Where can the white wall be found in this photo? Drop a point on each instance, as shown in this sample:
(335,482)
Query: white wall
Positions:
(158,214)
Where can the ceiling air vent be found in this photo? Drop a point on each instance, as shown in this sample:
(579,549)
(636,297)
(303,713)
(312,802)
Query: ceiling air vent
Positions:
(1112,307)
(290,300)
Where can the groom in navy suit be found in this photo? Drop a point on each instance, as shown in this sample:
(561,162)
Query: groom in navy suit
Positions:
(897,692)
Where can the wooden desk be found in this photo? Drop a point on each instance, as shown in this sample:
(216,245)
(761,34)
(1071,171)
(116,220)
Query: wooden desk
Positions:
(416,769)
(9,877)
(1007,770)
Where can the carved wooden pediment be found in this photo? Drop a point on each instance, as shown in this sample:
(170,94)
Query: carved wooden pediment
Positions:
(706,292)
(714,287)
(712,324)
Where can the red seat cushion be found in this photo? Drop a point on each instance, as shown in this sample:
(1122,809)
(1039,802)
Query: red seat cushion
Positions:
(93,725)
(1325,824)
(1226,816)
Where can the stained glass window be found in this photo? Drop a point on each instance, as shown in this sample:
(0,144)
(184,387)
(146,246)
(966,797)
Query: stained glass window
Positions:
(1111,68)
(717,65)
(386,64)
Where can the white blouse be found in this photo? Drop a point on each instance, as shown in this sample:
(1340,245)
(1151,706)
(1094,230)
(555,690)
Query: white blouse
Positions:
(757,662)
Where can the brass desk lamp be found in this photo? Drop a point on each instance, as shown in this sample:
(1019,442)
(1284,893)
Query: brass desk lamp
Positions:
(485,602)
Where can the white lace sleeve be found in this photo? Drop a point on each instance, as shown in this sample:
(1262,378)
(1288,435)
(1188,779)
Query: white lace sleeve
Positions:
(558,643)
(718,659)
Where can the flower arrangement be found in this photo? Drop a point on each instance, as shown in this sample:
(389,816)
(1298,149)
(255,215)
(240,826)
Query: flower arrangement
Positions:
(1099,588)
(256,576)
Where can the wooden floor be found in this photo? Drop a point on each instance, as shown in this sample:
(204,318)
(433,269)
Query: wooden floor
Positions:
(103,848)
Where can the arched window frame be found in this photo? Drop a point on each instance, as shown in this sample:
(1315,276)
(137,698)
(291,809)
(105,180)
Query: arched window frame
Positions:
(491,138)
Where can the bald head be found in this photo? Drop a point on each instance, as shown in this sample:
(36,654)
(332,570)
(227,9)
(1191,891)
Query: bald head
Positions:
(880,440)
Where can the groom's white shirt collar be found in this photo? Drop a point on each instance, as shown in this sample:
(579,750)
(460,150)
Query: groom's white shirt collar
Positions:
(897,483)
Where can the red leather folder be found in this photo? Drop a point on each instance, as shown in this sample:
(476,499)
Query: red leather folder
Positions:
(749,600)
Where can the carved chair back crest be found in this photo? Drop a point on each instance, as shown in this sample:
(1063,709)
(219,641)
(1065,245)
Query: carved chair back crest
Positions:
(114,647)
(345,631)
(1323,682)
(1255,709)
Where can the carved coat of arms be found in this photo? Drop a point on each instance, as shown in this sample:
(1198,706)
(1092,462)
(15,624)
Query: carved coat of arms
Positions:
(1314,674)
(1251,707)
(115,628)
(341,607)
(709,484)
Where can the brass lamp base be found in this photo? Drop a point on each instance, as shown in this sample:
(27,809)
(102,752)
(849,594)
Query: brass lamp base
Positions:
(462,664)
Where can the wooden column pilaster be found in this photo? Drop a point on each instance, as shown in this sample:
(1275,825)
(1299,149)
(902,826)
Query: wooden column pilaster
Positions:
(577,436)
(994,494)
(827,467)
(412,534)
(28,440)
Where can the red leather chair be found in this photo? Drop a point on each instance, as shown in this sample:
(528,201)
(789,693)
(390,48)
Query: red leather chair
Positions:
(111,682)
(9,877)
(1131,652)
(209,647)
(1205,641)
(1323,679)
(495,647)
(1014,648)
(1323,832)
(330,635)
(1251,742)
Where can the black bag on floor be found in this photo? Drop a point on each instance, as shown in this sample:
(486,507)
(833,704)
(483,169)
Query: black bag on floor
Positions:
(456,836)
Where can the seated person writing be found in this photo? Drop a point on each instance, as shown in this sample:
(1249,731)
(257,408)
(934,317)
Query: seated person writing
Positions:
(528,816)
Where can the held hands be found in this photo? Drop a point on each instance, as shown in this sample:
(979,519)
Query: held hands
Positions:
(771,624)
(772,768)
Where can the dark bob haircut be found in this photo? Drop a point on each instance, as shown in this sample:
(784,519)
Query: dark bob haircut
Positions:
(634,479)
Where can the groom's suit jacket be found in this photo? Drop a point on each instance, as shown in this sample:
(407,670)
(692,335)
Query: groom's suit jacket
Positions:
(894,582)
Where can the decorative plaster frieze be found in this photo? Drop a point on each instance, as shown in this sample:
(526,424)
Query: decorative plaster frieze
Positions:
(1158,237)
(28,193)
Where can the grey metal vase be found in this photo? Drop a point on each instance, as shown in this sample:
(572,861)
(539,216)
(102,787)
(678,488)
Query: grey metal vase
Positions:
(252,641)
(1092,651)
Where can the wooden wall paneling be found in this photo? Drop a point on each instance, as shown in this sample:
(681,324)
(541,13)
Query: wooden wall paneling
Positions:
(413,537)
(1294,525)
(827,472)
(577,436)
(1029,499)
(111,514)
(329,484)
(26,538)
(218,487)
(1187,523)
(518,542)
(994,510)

________________

### WHAT THE EXERCISE ASKS
Output every record above exactly as it appears.

### TASK RESPONSE
Where can the white wall be found in this photo? Drop a point on each instance, as shown in this sample:
(335,482)
Query: white wall
Positions:
(158,214)
Where can the ceiling air vent be found in this photo? Drop a point on each instance, as shown in this sample:
(579,549)
(636,297)
(303,713)
(312,802)
Query: ceiling air vent
Positions:
(1112,307)
(290,300)
Where can the groom in navy suit be found in this photo? Drop a point on each instance, as shown in this sample:
(561,162)
Query: groom in navy suit
Positions:
(897,692)
Where can the wooden desk be found in this photo? Drop a point on each instance, as shown in this sample:
(216,245)
(761,34)
(1071,171)
(116,220)
Query: wooden desk
Positions:
(416,769)
(9,877)
(1007,770)
Where can the carved wooden pediment be found in this photo? Drop a point on each instance, as shown in this sample:
(170,94)
Query: carved wooden pediment
Positions:
(706,292)
(714,287)
(712,324)
Where can the red seat cushion be found in this photo? Drop a point on each instance, as shown in this sample:
(1122,809)
(1039,802)
Query: red seat cushion
Positions:
(93,725)
(1325,824)
(1226,816)
Where can the stained glass window be found in this photo? Drop a point on each instance, as shown in this sample:
(0,144)
(184,387)
(146,246)
(966,797)
Query: stained glass window
Positions:
(1111,68)
(717,65)
(386,64)
Where can the white blouse be found in this photo? Drop a point on each instance, as shown in this sample:
(1340,245)
(1151,706)
(1094,230)
(555,690)
Query: white blouse
Positions:
(757,662)
Where can the brass desk lamp be found in this photo? Drop a point on each instance, as shown in this sample:
(1019,442)
(1284,893)
Query: brass desk lamp
Positions:
(485,602)
Where can the white lace sleeve be found in this photo? Drop a point on each instance, as shown in this sample:
(1262,378)
(1288,435)
(1188,779)
Query: white lace sleeve
Positions:
(558,643)
(718,659)
Where can the flower arrangement be found in this photo? Drop a point on each instance, as shown in this sample:
(389,816)
(1298,149)
(255,215)
(240,826)
Query: flower arrangement
Positions:
(1099,588)
(256,576)
Where can the wooden floor be found in this photo? Drop a point on each instance, as shown in this sample:
(204,318)
(433,269)
Query: wooden floor
Positions:
(103,848)
Where can the arched window frame be found in this photo? Drop a point on each instance, as shown in this sample:
(1315,276)
(137,698)
(291,809)
(105,180)
Query: arched window frame
Positions:
(491,138)
Where can the bald head be found in this photo? Drop a point on each instance, as shown in this sample:
(36,654)
(332,570)
(227,9)
(1191,891)
Query: bald head
Positions:
(880,440)
Where can the groom's white shirt collar be found in this photo? Drop a point on each instance, as shown in this sample:
(579,750)
(460,150)
Query: groom's white shirt collar
Positions:
(897,483)
Where can the red leather folder be found in this photo? Drop a point on each instance, as shown in this sample:
(476,499)
Query: red leather folder
Positions:
(749,600)
Where can the carved chair back crest be found in this photo? Drop a point on each instance, as shown in this sample:
(1063,709)
(219,641)
(1065,245)
Query: carved chair back crest
Positions:
(114,647)
(345,631)
(1323,682)
(1255,709)
Where can the carved coat of arms be found in this photo? Drop a point on each instance, as shown in this sample:
(1198,706)
(1092,462)
(15,624)
Query: carved coat of arms
Positions:
(1314,674)
(1251,707)
(115,628)
(341,607)
(709,484)
Where can the brass lamp base be found in this photo? Drop a point on each instance, as shown in this sample:
(27,809)
(102,752)
(849,594)
Query: brass lamp base
Positions:
(462,664)
Where can the wooden column pilaster be found in this photo? Drop a point on each instance, as shown in this sample:
(1275,825)
(1299,149)
(902,826)
Query: wooden column pilaster
Positions:
(577,436)
(994,494)
(827,467)
(412,534)
(28,440)
Where can the red leather chair be found in this photo? Drop a point on each instance, as shown in this sample:
(528,201)
(789,693)
(390,48)
Query: red leather chair
Positions:
(111,682)
(9,877)
(1131,652)
(209,647)
(1205,641)
(1323,679)
(495,647)
(1014,648)
(1323,832)
(330,635)
(1251,742)
Where can the black bag on floor be found in this photo? Drop a point on each instance, as shown in this sample:
(486,507)
(833,704)
(483,169)
Query: black bag on floor
Positions:
(456,836)
Where can the seated person writing be found in this photo? Drop a point on each instance, as shown in this sample:
(1249,731)
(257,408)
(934,317)
Query: seated person writing
Positions:
(528,816)
Where can the held hands be found in this photo? Drop a point on each instance, as shown in this sample:
(979,519)
Query: held hands
Positions:
(771,624)
(772,768)
Where can the dark bob haircut be found in this photo? Drop a point on each instance, as shown in this sample:
(784,519)
Query: dark bob haircut
Positions:
(634,479)
Where can the groom's suit jacket be found in this photo? Drop a point on each instance, as shown in this sample:
(407,670)
(692,335)
Query: groom's suit jacket
Positions:
(894,582)
Where can the decorative plaster frieze be found in this photo? Drop a point on each instance, as shown in this sample:
(526,424)
Query: decorative plaster frieze
Positions:
(1158,237)
(28,193)
Where can the grey metal vase be found in this photo? Drop a point on each instance, as shown in this sample:
(572,861)
(539,216)
(102,787)
(678,488)
Query: grey metal vase
Positions:
(252,641)
(1092,651)
Where can the wooden wall paneling be found in this photo? Drop a point on each instance, as shown in this sample:
(681,324)
(541,13)
Query: wooden wall paneling
Positions:
(413,537)
(1294,525)
(827,472)
(577,436)
(1029,499)
(111,514)
(329,484)
(26,538)
(218,487)
(1187,523)
(518,542)
(994,510)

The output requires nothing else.